Cells chug along by having rhythmic changes in predetermined intervals. Some of those rhythms recur every few seconds (heart beats, respiratory cycle, brain waves), others are daily (day/night cycles), and still others happen seasonally (for example, hibernation, change in color of the fur).
Cellular rhythms are often due to transient acid fluxes
To create those rhythmic patterns, cells accept signals from the bloodstream and the nervous system. These create transient cytoplasmic acidification. For instance, growth factors and hormones induce a temporary H+ influx into the cytoplasm, after which the cell returns to its steady-state pH (4, 5, 6).
However, too little or too much acid leads to dysfunction:
- Too little acid, and alkalosis results. This can wreak havoc with calcium-related systems. For example, for those of us who have had problems with hyperventilation, we can experience tingling and muscle spams as a result.
- Too much acid, and cells become prone to aging
Abnormal levels of acid in the cytoplasm will - over time - lead to aging
Chronic excess of acid inside or outside the cell will cause major dysfunction. In fact, experimental acidification of the intracellular or extracellular environment can induce senescence - or aged cells (7). High salt diets in transgenic mice lead to increased cytoplasmic acidification and subsequent early senescence and shortened lifespan (8).

» **SUPPLIED DATA**
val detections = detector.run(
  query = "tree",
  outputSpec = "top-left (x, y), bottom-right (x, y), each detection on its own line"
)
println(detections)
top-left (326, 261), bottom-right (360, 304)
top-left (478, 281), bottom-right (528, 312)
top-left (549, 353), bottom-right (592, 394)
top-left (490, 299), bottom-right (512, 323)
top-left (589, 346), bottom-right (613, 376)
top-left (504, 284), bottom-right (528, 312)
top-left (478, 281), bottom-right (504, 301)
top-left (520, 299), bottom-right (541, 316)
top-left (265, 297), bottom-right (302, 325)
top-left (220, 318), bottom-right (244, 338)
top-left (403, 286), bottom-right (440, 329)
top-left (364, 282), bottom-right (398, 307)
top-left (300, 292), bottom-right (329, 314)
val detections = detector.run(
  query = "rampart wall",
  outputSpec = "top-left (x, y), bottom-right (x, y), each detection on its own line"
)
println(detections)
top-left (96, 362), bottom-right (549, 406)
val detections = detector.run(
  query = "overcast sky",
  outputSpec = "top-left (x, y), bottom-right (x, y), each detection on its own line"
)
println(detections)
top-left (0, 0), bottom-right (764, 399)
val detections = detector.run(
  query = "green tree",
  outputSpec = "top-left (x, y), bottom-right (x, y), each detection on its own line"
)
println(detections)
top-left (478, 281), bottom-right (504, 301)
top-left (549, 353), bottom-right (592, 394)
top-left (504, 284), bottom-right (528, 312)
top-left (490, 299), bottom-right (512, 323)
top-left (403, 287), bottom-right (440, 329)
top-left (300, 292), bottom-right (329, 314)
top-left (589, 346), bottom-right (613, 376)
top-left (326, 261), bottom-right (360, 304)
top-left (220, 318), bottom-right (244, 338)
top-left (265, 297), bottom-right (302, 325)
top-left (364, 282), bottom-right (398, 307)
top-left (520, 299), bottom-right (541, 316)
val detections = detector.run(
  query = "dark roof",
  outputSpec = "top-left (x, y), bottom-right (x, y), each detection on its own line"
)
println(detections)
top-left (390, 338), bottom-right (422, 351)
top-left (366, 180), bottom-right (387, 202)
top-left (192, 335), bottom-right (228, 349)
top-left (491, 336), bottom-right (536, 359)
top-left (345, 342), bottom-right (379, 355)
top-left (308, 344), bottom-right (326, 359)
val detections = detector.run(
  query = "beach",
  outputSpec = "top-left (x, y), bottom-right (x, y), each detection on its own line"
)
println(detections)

» **WHAT NEEDS TO BE DONE**
Reproduce verbatim the part of the cellular acidity text starting at "Cellular rhythms are" and ending at "as a result.".

» **YOUR SOLUTION**
Cellular rhythms are often due to transient acid fluxes
To create those rhythmic patterns, cells accept signals from the bloodstream and the nervous system. These create transient cytoplasmic acidification. For instance, growth factors and hormones induce a temporary H+ influx into the cytoplasm, after which the cell returns to its steady-state pH (4, 5, 6).
However, too little or too much acid leads to dysfunction:
- Too little acid, and alkalosis results. This can wreak havoc with calcium-related systems. For example, for those of us who have had problems with hyperventilation, we can experience tingling and muscle spams as a result.